Aim of the exercise
Could you render the rows below as a JSON list of strings, with one string for each line and blank lines omitted? Keep the pictures out of the list.

==== Task material

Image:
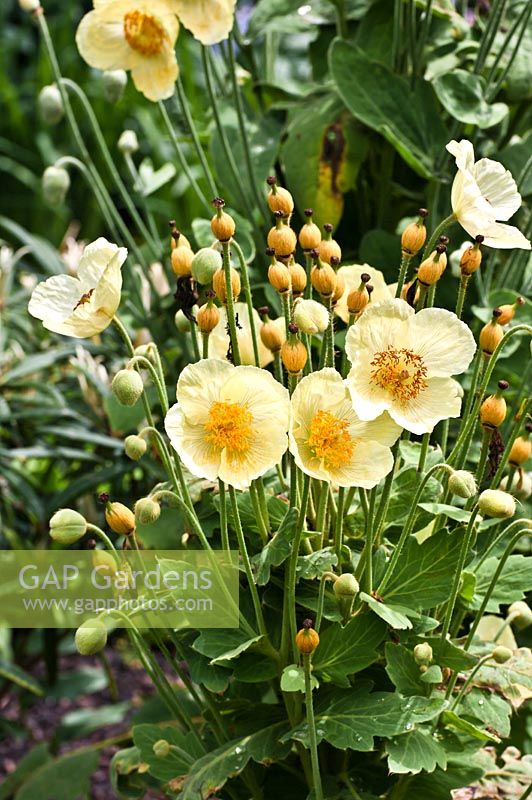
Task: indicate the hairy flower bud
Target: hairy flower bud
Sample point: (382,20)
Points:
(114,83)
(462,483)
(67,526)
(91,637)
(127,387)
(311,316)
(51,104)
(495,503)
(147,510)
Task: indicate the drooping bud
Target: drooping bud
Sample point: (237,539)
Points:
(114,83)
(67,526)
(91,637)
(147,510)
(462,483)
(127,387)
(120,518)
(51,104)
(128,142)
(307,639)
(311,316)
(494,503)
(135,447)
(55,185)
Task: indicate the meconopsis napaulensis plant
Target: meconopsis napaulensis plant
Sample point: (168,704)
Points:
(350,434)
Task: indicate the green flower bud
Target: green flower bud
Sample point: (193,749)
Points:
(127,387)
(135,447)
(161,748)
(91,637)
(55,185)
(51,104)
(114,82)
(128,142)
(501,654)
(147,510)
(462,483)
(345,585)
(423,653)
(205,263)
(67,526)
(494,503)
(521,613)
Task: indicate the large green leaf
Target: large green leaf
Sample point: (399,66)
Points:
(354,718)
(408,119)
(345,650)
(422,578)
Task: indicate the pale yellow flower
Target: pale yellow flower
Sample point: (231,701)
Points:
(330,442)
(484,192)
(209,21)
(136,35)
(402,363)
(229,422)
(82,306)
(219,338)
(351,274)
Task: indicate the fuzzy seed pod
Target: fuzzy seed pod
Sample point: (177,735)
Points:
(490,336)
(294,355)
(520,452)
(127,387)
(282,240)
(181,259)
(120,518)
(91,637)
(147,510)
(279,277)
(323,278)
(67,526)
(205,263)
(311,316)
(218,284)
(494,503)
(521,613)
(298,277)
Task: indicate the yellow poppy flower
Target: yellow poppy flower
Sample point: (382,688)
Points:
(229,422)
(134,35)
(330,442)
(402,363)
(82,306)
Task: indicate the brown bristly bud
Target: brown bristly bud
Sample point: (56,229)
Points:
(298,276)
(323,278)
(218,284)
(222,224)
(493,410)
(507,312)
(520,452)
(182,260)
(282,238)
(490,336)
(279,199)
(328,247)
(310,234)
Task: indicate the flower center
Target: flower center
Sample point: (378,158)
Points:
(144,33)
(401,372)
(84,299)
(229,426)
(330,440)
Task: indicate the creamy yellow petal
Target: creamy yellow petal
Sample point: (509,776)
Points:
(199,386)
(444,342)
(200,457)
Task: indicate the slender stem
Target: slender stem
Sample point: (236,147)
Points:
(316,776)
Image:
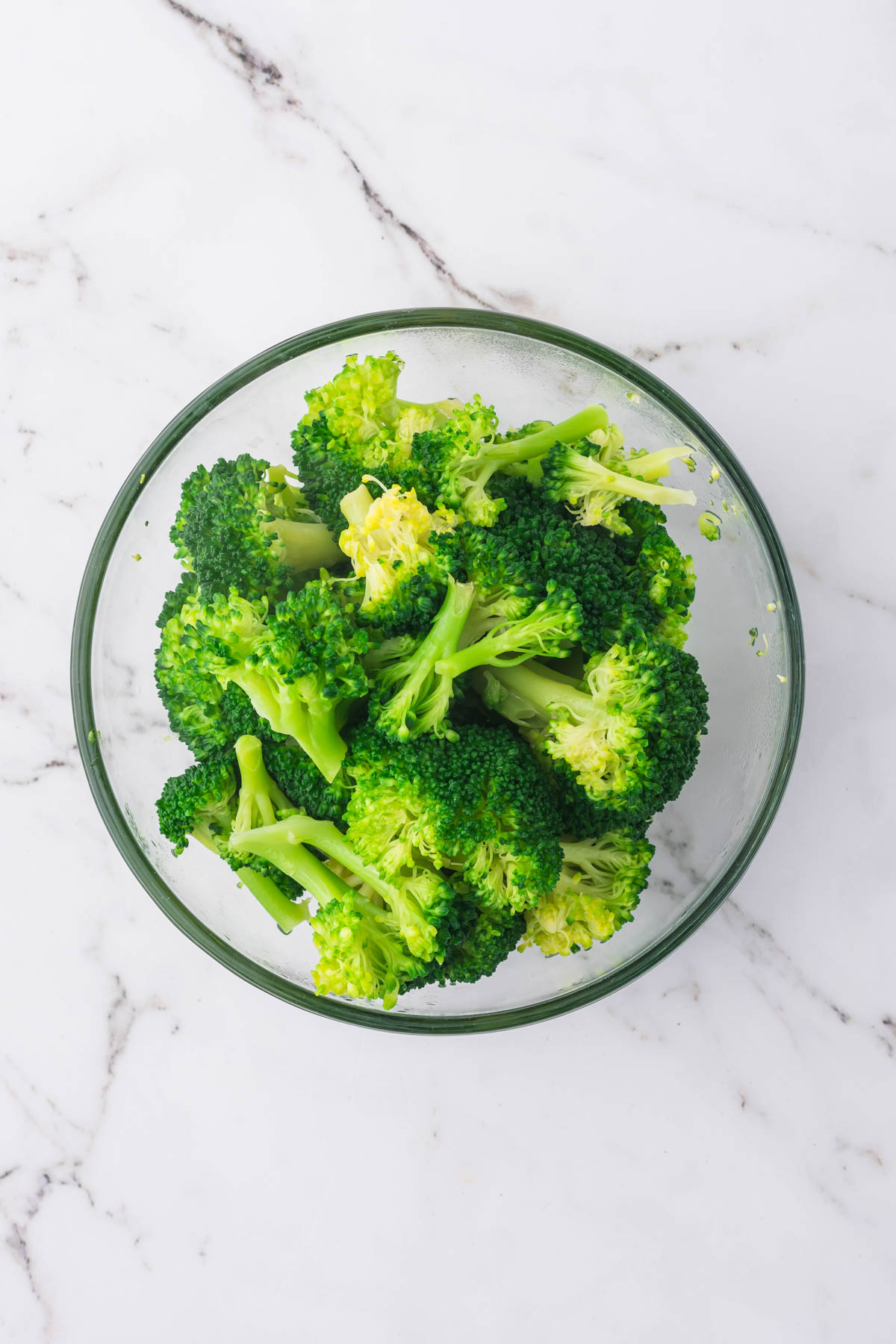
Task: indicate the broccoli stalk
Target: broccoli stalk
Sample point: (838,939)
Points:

========

Answer to this exercise
[
  "Image:",
  "Task: indicate the hairy flower bud",
  "Target: hairy flower bud",
  "Sample point: (382,20)",
  "Points:",
  "(114,83)",
  "(462,483)",
  "(67,526)",
  "(91,637)",
  "(127,387)",
  "(311,316)",
  "(51,104)",
  "(495,503)",
  "(147,510)",
  "Task: indicate the drooping bud",
  "Target: drooping bud",
  "Sample point: (237,539)",
  "Points:",
  "(114,83)",
  "(67,526)",
  "(91,637)",
  "(147,510)",
  "(462,483)",
  "(127,387)",
  "(120,518)",
  "(51,104)",
  "(128,142)",
  "(307,639)",
  "(311,316)",
  "(494,503)",
  "(135,447)",
  "(55,185)",
  "Task: indicate the meconopsis napaulensis plant",
  "Target: meconopsis napaulensis plant",
  "Sample point: (168,704)",
  "Points:",
  "(350,434)",
  "Task: indicate the green flower bud",
  "Target: green flower bud",
  "Sample point: (193,749)",
  "Points:",
  "(127,387)",
  "(135,447)",
  "(161,748)",
  "(91,637)",
  "(55,185)",
  "(51,104)",
  "(114,82)",
  "(128,142)",
  "(501,654)",
  "(147,510)",
  "(462,483)",
  "(345,585)",
  "(423,653)",
  "(205,263)",
  "(67,526)",
  "(494,503)",
  "(521,613)",
  "Task: indicate the large green leaf",
  "Target: large green leaf",
  "Sample point: (399,66)",
  "Points:",
  "(354,718)",
  "(408,119)",
  "(345,650)",
  "(422,578)",
  "Task: indicate the pale yellow flower",
  "Target: pale yellow flower",
  "Sample point: (231,701)",
  "Points:",
  "(330,442)",
  "(484,192)",
  "(209,21)",
  "(136,35)",
  "(402,363)",
  "(229,422)",
  "(82,306)",
  "(219,338)",
  "(351,274)",
  "Task: indicate the fuzzy seed pod",
  "Target: fuzzy seed pod",
  "Sample point: (177,735)",
  "Points:",
  "(490,336)",
  "(294,355)",
  "(520,452)",
  "(127,387)",
  "(282,240)",
  "(181,259)",
  "(120,518)",
  "(91,637)",
  "(147,510)",
  "(279,277)",
  "(323,278)",
  "(67,526)",
  "(205,263)",
  "(311,316)",
  "(218,284)",
  "(494,503)",
  "(521,613)",
  "(298,277)",
  "Task: indicate the yellow poppy flower",
  "Target: yellow poppy flower",
  "Sample point: (382,688)",
  "Points:",
  "(229,422)",
  "(134,35)",
  "(330,442)",
  "(402,363)",
  "(82,306)",
  "Task: indicate the brown bristly bud",
  "Target: brown bristly bud",
  "Sample point: (56,229)",
  "Points:",
  "(298,276)",
  "(323,278)",
  "(218,284)",
  "(222,224)",
  "(493,410)",
  "(507,312)",
  "(520,452)",
  "(182,260)",
  "(282,238)",
  "(490,336)",
  "(279,199)",
  "(328,247)",
  "(310,234)",
  "Task: indicate the flower center",
  "Target: flower center",
  "Sample point: (378,158)",
  "Points:",
  "(144,33)",
  "(401,372)",
  "(84,299)",
  "(229,426)",
  "(330,440)",
  "Task: indicate the creamy yellow petal",
  "Target: creamy yellow petal",
  "Sample point: (509,776)",
  "Points:",
  "(199,386)",
  "(444,342)",
  "(200,457)",
  "Task: indicate the slender stem",
  "Target: slender stem",
  "Sample point: (236,147)",
  "Points:",
  "(316,776)",
  "Image:",
  "Task: indicate the broccoli stalk",
  "Target: broccoli stalk",
  "Sample point: (838,939)",
  "Points:"
]